» **TUGAS**: Sunting bagian tulisan tentang putusnya perkawinan yang diawali kata-kata "I.  LATAR BELAKANG" dan diakhiri "golongan bumi putera.", lalu tuliskan kembali bagian itu dengan mengganti "golongan" menjadi "kelompok".

» **HALAMAN**:
++++++++

Minggu, 05 Juni 2011

PUTUSNYA PERKAWINAN MENURUT UNDANG-UNDANG PERKAWINAN


BAB I
PENDAHULUAN

I.  LATAR BELAKANG MASALAH
            Perceraian merupakan bagian dari perkawinan. Karena itu perceraian senantiasa diatur oleh hukum perkawinan. Hukum perkawinan yang ada di Indonesia tidak hanya satu macam. Hal ini disebabkan oleh ketentuan-ketentuan dalam pasal 163 IS ( Indische Staatsregeling ) yang telah membagi golongan penduduk indonesia menjadi tiga golongan yaitu ; golongan Eropa, golongan Timur Asing, dan golongan bumi putera.

++++++++

» **BARIS DATA**:
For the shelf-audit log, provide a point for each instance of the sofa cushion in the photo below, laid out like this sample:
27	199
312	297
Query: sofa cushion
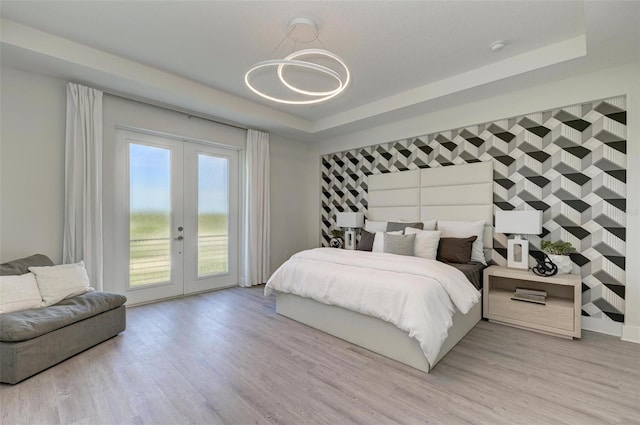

++++++++

» **HASIL**:
I.  LATAR BELAKANG MASALAH
            Perceraian merupakan bagian dari perkawinan. Karena itu perceraian senantiasa diatur oleh hukum perkawinan. Hukum perkawinan yang ada di Indonesia tidak hanya satu macam. Hal ini disebabkan oleh ketentuan-ketentuan dalam pasal 163 IS ( Indische Staatsregeling ) yang telah membagi kelompok penduduk indonesia menjadi tiga kelompok yaitu ; kelompok Eropa, kelompok Timur Asing, dan kelompok bumi putera.